Repeat the records word for word.

Start of RECORDS FOR THE TASK

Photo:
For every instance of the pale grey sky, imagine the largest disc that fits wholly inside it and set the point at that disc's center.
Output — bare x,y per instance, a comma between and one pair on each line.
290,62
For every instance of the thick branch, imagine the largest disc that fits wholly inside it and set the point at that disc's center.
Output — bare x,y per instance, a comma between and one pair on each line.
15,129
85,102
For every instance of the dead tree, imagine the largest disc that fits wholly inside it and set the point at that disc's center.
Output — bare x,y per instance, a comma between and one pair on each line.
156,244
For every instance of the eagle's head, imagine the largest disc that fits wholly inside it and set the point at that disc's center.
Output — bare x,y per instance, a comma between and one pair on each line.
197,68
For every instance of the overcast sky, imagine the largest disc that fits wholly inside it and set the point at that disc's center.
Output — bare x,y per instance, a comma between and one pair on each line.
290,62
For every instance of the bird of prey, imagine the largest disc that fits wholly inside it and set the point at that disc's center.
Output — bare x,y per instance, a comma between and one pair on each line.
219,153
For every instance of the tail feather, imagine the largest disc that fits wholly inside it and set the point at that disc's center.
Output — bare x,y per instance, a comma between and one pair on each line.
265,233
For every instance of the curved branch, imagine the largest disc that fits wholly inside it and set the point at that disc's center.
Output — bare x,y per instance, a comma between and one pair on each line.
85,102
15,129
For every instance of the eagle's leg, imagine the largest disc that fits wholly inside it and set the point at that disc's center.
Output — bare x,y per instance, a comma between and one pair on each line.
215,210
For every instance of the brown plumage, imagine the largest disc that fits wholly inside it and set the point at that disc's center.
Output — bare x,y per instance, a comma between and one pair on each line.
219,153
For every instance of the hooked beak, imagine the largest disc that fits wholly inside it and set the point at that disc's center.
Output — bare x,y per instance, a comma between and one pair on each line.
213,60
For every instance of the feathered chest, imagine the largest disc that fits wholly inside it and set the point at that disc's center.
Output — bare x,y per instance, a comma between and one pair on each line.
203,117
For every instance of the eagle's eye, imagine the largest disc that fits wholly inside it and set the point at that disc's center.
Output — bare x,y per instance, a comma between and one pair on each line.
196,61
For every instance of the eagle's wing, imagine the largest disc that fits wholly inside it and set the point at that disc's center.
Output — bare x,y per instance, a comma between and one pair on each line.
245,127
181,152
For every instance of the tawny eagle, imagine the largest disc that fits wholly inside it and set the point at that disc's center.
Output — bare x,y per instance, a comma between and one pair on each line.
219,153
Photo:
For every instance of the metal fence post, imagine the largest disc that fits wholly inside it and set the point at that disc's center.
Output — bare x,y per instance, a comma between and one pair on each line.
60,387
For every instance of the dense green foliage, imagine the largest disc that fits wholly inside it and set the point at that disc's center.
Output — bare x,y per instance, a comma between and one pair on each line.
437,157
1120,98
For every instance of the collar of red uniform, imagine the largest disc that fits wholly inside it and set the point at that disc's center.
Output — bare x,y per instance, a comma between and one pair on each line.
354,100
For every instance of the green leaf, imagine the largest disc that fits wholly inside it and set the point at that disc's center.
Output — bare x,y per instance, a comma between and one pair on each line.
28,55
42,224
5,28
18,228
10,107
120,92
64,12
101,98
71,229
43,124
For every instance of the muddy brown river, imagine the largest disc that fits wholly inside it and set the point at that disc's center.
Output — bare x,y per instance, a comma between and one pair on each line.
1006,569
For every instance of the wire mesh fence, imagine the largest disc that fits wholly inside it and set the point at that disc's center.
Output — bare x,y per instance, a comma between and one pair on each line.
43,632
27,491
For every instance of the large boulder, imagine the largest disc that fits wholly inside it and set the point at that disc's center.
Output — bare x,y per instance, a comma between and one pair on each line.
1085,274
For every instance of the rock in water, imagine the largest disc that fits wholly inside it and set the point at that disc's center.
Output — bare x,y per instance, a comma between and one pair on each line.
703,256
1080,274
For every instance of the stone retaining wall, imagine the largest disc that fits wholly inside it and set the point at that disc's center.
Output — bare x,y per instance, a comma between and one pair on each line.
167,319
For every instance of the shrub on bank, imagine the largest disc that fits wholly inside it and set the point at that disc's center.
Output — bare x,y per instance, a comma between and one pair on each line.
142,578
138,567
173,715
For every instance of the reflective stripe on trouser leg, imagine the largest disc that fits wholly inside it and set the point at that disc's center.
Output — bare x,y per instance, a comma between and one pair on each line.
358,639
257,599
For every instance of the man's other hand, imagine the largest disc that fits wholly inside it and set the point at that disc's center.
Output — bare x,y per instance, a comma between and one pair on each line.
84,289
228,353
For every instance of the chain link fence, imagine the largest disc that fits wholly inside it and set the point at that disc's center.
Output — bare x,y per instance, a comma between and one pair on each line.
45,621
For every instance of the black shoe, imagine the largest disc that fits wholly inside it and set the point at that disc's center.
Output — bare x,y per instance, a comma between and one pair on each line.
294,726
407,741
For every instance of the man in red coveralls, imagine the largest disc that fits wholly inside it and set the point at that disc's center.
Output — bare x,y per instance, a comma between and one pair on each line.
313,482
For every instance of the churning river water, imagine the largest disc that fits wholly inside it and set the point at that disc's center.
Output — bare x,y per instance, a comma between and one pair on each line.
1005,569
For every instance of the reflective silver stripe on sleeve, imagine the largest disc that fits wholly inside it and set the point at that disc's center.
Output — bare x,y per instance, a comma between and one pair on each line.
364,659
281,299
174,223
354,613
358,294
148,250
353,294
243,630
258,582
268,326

End of RECORDS FOR THE TASK

SOLVED EXERCISE →
Photo:
For every instance of the pale grey sky, imagine the largest disc that fits wholly inside it and set the point at that disc's center.
Output — bare x,y per instance, a comma between and one pair on each line.
290,62
For every instance of the thick branch, imagine the largest disc that fits wholly inside it and set the point at that disc's center.
Output — bare x,y per instance, a comma between and one pair on each line.
15,129
85,102
For every instance of the dead tree, imagine the largest disc that fits wholly inside it and set the point at that disc's center.
Output — bare x,y per instance, a comma between and one pair on each line.
156,244
For every instance of the eagle's head, imagine the largest disc that fits wholly inside it and set the point at that disc's center.
Output — bare x,y per instance, a comma between and one pair on each line.
197,68
For every instance of the overcast sky, imagine the largest disc that fits wholly inside it and set the point at that disc's center.
Output — bare x,y per instance, a comma between and one pair on each line.
290,62
For every instance of the bird of prey, imagine the largest disc that fits wholly inside it and set the point at that disc's center.
Output — bare x,y per instance, a comma between and one pair on each line.
219,153
For every instance of the tail feather, imagine the largest disc that fits wholly inside it and set the point at that disc's center.
Output — bare x,y per instance, a comma between and one pair on each line.
265,233
For every instance of the curved branch, imagine the largest disc that fits wholly inside it and set the point at that disc's center.
Output — bare x,y per instance, a comma between and one pair on each line.
85,102
15,129
For every instance of the eagle's leg, imagine the largest disc that fits wholly inside it and set the point at that disc's center.
Output — bare x,y per instance, a comma between and one pair on each line.
215,210
For every instance of the brown plumage, imagine the largest disc that fits wholly inside it and set the point at that disc's center.
Output — bare x,y per instance, a comma between and one pair on each line.
219,153
For every instance of the hooked beak, imagine the largest disc that fits wholly inside it and set the point at that disc's center.
Output — bare x,y per instance, a comma between and one pair on each line.
213,60
For every instance of the feathered chest, imagine the largest disc that fits wholly inside it and set the point at that disc's center.
Output — bare x,y per instance, a comma between and one pair on each line.
203,117
For every instance of the eagle's eye, imagine the largest disc that fits wholly inside it and set the point at that disc's center.
Output — bare x,y per instance, a comma between and one pair on each line.
196,61
For every instance of the eagle's wing, imagine the largest disc that fits wholly inside it and set the point at that disc's center.
Output — bare x,y per instance, a comma between and one pair on each line.
245,127
181,152
For every instance of the tawny eagle, imagine the largest disc that fits wholly inside it and set the point at that disc's center.
Output — bare x,y per instance, a comma between and one pair on each line.
219,153
Photo:
For every instance of the metal fence post, imagine the largest disc that fits wholly inside it and set the point at that disc's center.
Output — bare x,y per instance, a comma between and one pair on each line.
60,387
For every instance of the dense green foliage, imagine the largest disc that fits wholly inside it and set the point at that disc's center.
Output — bare x,y per instance, a comma between and one pair on each line.
437,157
1120,98
For every instance of the collar of red uniform, imagine the largest disc that fits wholly inside it and set the point at that disc's center.
Output — bare x,y per instance, a comma between and one pair on each line.
354,100
For every instance of the green leaf, imagine the largest disc that fits wholly inside it and set the point at that disc's center.
Output — bare x,y per instance, a comma between and one pair on each line.
28,55
42,224
5,28
18,228
10,107
120,92
64,12
101,98
71,229
43,124
For every instance of the muddy brown river, imagine the largest disc that fits wholly inside it and set the point at that disc's center.
Output — bare x,y per instance, a comma between and one pair on each line.
1006,569
For every instance of the wire mesh fence, imagine the largest disc that fits wholly inside it and set the point at that disc's center.
Output — bare x,y per instance, a comma between and one pair on each line.
43,632
27,491
For every instance of the large boulder, imagine the largest disc that fits wholly inside it and set the point at that disc's center.
Output — bare x,y per instance, a comma between and one pair on each line.
1085,274
For every instance of the rock in water, imagine the largest disc that fits wholly inside it and set the point at that disc's center.
Output — bare x,y per instance, a comma between and one pair on each line.
703,256
1080,274
For every instance of the stone retaining wall, imagine the largest disc that fits wholly inside it and set the point at that disc's center.
Output — bare x,y per instance, a comma between and one pair on each line.
167,319
For every instance of the shrub on bank, imagine the largest disc that fits wholly inside it and set the point at that disc's center.
Output — bare x,y per instance, a comma between and one pair on each line.
142,578
138,567
173,715
For every instance of the reflective stripe on trouser leg, imagine the largest disc that fits wholly inside it and set the point at that disc's center.
Output — bare x,y per instance, a comma between and one pair on each line.
358,639
257,599
For every instance of the man's other hand, imagine the largest disc that fits wholly inside it and set the point at that disc's center.
Output — bare x,y per instance, a comma between and one pair on each line.
84,289
228,353
For every instance of the chain link fence, imagine the largest disc that fits wholly inside it and set the point at that disc's center.
Output — bare x,y per instance, a comma between and one pair on each line.
45,621
For every instance of the black shoe, imagine the largest disc that fits wholly inside it and set the point at that disc's center.
Output — bare x,y per instance, a comma between and one pair on each line.
294,726
407,741
For every instance of the man in red coveralls, imagine the largest disc that fits wholly inside it and set the point at that disc's center.
Output — bare x,y per instance, a comma between and one pair on each line.
313,482
For every instance of the churning river water, imagine the largest disc that fits wholly inside it and set the point at that disc's center.
Output — bare x,y per instance, a comma between and one pair on each line.
1005,569
For every instance of the reflective silver stripe on sleeve, imagine the largest disc that fits wholly inside it and set the point at that disc's center.
Output — bare x,y per instance, a comma between and one pair on each line.
364,659
281,299
174,223
354,613
358,294
148,250
353,294
243,630
258,582
268,326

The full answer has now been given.